(Collected data entries)

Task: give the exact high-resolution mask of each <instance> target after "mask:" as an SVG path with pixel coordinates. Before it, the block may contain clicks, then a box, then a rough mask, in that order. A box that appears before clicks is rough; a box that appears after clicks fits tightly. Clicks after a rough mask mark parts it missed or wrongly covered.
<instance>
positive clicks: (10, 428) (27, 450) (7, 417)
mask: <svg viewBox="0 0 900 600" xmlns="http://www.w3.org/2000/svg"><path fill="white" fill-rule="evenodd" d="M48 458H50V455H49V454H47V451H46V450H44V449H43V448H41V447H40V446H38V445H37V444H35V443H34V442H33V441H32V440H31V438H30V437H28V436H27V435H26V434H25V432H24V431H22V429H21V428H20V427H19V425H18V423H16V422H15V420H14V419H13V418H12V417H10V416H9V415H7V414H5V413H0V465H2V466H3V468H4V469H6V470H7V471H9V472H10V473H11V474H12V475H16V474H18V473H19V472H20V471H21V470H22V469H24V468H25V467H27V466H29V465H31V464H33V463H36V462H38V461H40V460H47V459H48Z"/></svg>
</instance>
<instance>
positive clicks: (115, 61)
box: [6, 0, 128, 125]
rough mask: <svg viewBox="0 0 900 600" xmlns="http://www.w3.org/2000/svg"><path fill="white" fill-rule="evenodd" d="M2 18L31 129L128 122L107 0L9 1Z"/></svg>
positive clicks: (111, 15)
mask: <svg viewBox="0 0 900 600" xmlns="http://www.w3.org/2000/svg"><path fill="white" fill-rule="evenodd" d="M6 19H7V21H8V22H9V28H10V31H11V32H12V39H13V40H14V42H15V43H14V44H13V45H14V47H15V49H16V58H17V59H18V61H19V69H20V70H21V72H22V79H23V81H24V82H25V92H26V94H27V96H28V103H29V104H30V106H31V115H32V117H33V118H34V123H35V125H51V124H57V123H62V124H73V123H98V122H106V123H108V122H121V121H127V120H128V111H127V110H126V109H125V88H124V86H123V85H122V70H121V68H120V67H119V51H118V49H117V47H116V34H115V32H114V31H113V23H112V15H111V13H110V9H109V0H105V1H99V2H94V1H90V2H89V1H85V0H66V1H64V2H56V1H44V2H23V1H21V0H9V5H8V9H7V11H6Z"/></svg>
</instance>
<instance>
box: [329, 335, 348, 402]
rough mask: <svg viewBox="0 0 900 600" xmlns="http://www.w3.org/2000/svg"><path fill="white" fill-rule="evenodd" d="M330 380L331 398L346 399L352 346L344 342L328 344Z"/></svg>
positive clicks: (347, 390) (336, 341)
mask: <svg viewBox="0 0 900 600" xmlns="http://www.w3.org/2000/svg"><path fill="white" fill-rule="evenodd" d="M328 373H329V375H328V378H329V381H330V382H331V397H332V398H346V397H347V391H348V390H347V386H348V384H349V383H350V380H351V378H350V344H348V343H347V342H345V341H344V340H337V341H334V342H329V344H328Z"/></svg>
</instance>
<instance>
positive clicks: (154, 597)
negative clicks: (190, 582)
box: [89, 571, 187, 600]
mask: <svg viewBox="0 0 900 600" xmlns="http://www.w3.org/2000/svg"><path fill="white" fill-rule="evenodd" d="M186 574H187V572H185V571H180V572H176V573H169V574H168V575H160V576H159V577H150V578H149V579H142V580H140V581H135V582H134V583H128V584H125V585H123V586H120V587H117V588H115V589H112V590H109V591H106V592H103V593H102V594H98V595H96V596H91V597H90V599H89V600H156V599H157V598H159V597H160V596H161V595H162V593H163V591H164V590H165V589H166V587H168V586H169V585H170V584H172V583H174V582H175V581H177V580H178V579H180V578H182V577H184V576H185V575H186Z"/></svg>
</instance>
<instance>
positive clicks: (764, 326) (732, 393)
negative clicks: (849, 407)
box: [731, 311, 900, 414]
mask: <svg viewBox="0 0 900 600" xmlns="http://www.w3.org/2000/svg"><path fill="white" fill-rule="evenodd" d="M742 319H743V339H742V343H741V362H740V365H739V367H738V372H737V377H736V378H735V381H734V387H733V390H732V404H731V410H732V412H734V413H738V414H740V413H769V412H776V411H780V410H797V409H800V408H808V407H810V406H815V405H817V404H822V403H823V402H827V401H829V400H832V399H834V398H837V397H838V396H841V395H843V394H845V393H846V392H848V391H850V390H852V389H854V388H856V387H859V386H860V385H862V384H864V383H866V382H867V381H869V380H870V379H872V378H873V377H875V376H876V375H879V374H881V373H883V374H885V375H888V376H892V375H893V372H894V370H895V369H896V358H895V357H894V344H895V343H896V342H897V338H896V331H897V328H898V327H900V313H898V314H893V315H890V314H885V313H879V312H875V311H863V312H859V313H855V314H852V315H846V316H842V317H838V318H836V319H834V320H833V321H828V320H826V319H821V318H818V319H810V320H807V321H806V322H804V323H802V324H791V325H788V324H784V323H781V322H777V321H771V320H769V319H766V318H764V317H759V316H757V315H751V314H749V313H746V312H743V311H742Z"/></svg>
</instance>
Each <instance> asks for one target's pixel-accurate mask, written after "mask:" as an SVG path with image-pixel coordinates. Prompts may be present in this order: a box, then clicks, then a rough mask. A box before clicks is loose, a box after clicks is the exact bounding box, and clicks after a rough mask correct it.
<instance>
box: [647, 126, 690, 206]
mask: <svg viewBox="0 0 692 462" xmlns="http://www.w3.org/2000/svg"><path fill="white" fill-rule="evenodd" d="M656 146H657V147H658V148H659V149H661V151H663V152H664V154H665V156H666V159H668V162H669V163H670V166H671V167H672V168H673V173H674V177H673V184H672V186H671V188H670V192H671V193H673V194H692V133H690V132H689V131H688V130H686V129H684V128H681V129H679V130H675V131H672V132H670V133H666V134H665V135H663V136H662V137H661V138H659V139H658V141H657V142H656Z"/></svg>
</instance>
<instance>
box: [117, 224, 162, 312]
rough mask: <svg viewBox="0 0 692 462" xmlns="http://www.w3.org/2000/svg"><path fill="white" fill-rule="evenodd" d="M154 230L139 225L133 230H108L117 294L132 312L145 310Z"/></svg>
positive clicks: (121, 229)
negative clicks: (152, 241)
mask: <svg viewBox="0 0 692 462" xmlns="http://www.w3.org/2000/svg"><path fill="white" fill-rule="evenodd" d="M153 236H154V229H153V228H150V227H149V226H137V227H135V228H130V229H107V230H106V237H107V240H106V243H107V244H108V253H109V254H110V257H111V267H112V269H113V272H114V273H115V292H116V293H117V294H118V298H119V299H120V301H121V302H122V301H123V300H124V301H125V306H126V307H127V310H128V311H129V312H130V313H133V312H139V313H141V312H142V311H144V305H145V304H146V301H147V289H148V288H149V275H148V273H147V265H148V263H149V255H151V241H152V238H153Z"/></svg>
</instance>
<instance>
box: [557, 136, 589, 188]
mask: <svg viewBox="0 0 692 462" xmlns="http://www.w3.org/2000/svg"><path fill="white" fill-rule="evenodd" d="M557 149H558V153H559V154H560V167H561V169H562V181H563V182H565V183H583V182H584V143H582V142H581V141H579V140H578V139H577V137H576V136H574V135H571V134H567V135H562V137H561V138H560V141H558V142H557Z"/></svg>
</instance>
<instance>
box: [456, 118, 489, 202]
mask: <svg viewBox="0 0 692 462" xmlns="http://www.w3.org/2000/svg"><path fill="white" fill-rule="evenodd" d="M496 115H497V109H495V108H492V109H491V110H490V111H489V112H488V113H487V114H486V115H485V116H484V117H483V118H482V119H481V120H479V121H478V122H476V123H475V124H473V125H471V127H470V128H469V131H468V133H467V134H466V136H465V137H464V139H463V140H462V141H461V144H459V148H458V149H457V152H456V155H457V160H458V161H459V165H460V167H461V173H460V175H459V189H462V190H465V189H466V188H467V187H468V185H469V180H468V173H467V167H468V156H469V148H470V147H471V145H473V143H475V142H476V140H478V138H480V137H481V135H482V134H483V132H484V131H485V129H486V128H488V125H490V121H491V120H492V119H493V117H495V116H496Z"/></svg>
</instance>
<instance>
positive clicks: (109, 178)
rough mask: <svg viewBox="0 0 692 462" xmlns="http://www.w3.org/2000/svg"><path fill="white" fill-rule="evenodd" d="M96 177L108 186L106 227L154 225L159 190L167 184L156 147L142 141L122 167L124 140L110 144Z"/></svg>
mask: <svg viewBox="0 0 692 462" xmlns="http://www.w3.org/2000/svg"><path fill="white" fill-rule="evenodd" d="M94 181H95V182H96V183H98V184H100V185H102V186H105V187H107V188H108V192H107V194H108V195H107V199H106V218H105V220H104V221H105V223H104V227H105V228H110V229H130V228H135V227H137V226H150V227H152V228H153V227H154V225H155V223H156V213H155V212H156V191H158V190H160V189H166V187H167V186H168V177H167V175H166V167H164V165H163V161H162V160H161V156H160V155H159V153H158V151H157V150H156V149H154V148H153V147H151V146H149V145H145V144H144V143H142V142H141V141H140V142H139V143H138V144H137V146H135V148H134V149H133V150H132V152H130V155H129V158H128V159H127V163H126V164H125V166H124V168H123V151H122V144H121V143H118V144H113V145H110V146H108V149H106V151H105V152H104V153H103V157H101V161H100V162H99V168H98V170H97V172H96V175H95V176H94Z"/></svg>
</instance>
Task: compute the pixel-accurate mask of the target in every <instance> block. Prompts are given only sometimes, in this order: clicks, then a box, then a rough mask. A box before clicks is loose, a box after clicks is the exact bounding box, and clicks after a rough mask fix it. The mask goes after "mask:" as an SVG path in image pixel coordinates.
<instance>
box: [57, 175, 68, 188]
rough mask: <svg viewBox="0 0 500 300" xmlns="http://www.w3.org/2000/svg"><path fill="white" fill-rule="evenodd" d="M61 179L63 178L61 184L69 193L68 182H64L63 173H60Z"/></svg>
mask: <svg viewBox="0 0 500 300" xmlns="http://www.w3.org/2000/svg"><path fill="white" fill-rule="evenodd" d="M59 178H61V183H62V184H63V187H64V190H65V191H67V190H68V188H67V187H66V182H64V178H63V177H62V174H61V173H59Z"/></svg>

> **Exercise**
Return the lines above, from the one containing "box: [57, 175, 68, 188]" to the end, exactly as they stand.

> **Answer to this problem**
box: [57, 175, 68, 188]
rough mask: <svg viewBox="0 0 500 300" xmlns="http://www.w3.org/2000/svg"><path fill="white" fill-rule="evenodd" d="M61 179L63 178L61 184L69 193L68 182H64L63 173H60Z"/></svg>
mask: <svg viewBox="0 0 500 300" xmlns="http://www.w3.org/2000/svg"><path fill="white" fill-rule="evenodd" d="M59 178H61V183H62V184H63V187H64V190H65V191H67V190H68V188H67V187H66V182H64V178H63V177H62V174H61V173H59Z"/></svg>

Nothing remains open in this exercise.